BEGIN GIVEN PASSAGE

Elizabeth May Green Saanich—Gulf Islands, BC

Thank you, Mr. Chair.

This is on the same topic, and I'm glad we've brushed the surface of it. It is really a commendable aspect of Bill C-22 that sees the recognition that non-use values are explicitly identified as a new category of damages, and that if you have damage in a non-use value, you are, under proposed section 26 of the act, opening up the environmental or natural resources damages that affect something that's categorized as a non-use value, such that they are now open to compensation.

The gap here—and my amendment seeks to address this gap, just as the previous NDP effort did—is that while recognizing that damage to a non-use value is open to compensation within Bill C-22, there is no parallelism in the regulation-making powers to ensure that there can be a consequential implementation of that non-use value. For instance, we definitely need to know about baseline ecological information and inherent difficulty in assigning monetary values to environmental values. Without having that information, it's very hard to know how the spirit of the law would translate practically in saying that we can recognize non-use values as opening up a door to compensation following damage. If you don't have any way of evaluating that, of finding a way to monetize that, then it becomes a fairly ineffective protection of “non-use value”.

END GIVEN PASSAGE
BEGIN INFORMATION

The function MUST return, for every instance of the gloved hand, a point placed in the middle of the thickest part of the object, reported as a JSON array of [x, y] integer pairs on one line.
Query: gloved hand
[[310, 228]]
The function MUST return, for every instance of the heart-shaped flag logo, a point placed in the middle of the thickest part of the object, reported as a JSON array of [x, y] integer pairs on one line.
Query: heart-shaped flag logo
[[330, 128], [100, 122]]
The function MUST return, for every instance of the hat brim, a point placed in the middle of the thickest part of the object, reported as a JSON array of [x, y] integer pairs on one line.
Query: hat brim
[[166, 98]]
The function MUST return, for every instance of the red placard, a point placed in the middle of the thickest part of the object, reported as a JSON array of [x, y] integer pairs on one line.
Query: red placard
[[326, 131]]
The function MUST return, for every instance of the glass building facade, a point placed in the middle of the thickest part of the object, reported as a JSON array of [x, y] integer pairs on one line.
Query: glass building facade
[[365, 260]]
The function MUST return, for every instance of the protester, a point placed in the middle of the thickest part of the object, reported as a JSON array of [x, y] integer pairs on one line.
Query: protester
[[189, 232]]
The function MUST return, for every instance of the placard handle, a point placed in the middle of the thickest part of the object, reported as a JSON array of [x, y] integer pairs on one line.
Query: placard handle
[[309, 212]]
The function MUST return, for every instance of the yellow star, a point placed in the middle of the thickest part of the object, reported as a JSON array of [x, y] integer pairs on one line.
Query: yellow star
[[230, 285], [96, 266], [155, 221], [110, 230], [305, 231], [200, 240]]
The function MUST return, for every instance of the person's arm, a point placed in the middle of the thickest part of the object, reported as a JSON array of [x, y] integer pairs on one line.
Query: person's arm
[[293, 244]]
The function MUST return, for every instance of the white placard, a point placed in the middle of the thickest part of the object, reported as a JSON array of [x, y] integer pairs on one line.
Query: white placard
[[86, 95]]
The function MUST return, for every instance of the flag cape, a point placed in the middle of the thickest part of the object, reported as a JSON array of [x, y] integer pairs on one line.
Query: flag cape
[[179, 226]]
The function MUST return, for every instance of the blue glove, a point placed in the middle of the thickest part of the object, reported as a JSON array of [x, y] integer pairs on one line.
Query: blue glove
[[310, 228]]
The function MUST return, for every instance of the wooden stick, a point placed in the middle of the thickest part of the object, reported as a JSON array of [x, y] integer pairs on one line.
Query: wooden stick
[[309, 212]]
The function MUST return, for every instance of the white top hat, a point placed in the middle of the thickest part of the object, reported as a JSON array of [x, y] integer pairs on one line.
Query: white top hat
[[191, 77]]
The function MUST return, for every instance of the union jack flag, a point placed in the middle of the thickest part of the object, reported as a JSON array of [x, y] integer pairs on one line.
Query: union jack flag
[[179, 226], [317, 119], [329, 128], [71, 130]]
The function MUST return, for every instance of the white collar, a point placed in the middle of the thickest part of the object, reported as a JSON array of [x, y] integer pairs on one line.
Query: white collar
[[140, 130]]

END INFORMATION

** WHAT IS REQUIRED **
Please continue the remarks on Bill C-22 and non-use values, picking up after the last sentence shown. The entries are separate material and have no connection to the remarks on Bill C-22.

** ANSWER AREA **
Very simply, what the Green Party proposes is that in clause 14 a new paragraph be added. We have proposed paragraphs 14(3)(h.1), (h.2), and (h.3) already in the bill. To create the opportunity to evaluate such value, we would insert, at the very top, proposed paragraph 14(3)(h.01), creating the opportunity concerning the calculation and recovery of damages for a loss of a non-use value. We really do need to put some meat to the bones of the new and commendable effort to include non-use values within the category of damages for which compensation can be claimed under the polluter pay principle.

Thank you.

June 10th, 2014 / 8:55 a.m.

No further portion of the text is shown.